- _GIVEN PASSAGE_
--- start ---

REM ... (create all language directories)

REM Copy files recursively
for /r %%i in (*GU.docx) do xcopy /Y "%%i" "C:\\tmp\\BebrasYYYY\\GU"
for /r %%i in (*EN_SOLN.docx) do xcopy /Y "%%i" "C:\\tmp\\BebrasYYYY\\GU"
REM ... (repeat for all languages)

2.2 Run Organization Script

# Make executable and run (macOS/Linux)
chmod +x organize_bebras.sh
./organize_bebras.sh

# Windows
organize_bebras.bat

Step 3: Process and Number Files

3.1 Create Processing Script

The most critical script that numbers files sequentially for mail merge:

⚠️ Important: This script requires the template file Bebras_questions_and_solutions_empty.docx to exist in the project root directory. The script will check for this file and stop with an error message if it's not found.

--- end ---

- _DATA LINES_
--- start ---

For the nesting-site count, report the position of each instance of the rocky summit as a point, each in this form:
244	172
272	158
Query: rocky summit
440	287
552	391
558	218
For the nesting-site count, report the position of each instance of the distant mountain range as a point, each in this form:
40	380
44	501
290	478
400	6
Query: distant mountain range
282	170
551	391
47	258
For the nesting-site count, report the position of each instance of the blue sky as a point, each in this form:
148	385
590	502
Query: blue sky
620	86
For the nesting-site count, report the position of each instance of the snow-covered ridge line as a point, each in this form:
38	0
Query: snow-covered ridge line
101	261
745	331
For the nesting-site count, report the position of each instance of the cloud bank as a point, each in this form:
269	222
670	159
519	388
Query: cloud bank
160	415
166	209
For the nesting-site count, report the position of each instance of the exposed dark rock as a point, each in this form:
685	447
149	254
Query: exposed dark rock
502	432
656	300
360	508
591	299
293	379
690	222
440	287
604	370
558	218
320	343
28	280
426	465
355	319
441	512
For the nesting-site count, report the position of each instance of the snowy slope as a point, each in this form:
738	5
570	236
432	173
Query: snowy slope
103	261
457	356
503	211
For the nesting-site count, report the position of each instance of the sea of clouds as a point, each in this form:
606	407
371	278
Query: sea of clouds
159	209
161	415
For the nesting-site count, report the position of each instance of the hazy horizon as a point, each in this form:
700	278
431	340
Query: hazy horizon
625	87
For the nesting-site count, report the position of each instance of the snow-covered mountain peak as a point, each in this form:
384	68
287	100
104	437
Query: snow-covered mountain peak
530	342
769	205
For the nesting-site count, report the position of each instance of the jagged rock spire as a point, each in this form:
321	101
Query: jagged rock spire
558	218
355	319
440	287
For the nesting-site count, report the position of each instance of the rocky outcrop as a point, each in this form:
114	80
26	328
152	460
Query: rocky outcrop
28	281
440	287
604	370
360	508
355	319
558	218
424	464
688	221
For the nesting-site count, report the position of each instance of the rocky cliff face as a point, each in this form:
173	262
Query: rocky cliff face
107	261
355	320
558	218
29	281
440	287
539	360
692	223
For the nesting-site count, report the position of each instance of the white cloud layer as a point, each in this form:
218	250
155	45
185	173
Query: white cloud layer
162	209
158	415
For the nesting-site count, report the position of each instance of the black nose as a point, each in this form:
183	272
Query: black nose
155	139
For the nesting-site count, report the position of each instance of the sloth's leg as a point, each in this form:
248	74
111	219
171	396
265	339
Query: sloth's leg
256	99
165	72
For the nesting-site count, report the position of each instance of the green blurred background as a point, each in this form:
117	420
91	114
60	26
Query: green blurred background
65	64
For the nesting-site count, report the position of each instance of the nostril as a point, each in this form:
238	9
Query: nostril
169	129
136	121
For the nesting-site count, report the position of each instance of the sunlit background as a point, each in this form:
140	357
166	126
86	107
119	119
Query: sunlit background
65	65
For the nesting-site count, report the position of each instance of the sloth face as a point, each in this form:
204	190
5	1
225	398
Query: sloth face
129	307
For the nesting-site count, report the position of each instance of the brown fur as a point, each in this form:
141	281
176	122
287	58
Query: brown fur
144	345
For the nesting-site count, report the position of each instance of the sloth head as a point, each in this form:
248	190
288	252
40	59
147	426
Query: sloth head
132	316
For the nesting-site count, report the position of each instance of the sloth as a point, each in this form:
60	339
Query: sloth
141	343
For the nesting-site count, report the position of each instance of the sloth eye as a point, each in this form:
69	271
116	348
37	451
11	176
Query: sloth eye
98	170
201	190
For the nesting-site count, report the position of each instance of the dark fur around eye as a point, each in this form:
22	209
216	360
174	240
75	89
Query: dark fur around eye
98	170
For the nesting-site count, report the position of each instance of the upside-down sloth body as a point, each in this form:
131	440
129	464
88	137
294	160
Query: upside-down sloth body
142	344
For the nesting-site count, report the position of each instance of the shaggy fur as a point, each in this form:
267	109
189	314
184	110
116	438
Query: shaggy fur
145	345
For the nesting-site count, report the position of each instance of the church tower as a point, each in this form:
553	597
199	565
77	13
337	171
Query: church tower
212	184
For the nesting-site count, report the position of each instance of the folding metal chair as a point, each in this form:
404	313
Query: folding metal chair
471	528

--- end ---

- _WHAT IS ASKED_
1. Retype the stretch of the Bebras file-organization guide from "REM Copy files" through "for all languages)".
2. Continue the Bebras file-organization guide from its last sentence.

- _TASK RESULTS_
1.
REM Copy files recursively
for /r %%i in (*GU.docx) do xcopy /Y "%%i" "C:\\tmp\\BebrasYYYY\\GU"
for /r %%i in (*EN_SOLN.docx) do xcopy /Y "%%i" "C:\\tmp\\BebrasYYYY\\GU"
REM ... (repeat for all languages)

2.
# File: process_bebras_final.sh
#!/bin/bash

# Remove existing processed folder and recreate
echo "Removing existing Processed folder and recreating..."
rm -rf "/path/to/bebras/YYYY/Processed"
mkdir -p "/path/to/bebras/YYYY/Processed"
cd "/path/to/bebras/YYYY/Processed"

# Create language directories
mkdir -p EN MR GU KA TA OR TE HI BN PA

echo "Created language directories in Processed folder"

# Check if template file exists before proceeding
template_file="/path/to/bebras/YYYY/Bebras_questions_and_solutions_empty.docx"
if [ ! -f "$template_file" ]; then
    echo "ERROR: Template file not found: $template_file"
    echo "Please ensure Bebras_questions_and_solutions_empty.docx exists in the project root directory"
    echo "Script cannot continue without the template file."
    exit 1
fi

# Copy blank template to each language directory
echo "Copying blank templates..."
cp "$template_file" "EN/BebrasYYYY_questions_and_solutions_EN.docx"
cp "$template_file" "GU/BebrasYYYY_questions_and_solutions_GU.docx"
# ... (repeat for all languages)

# Process tasks from tasks.txt
echo "Processing tasks from tasks.txt..."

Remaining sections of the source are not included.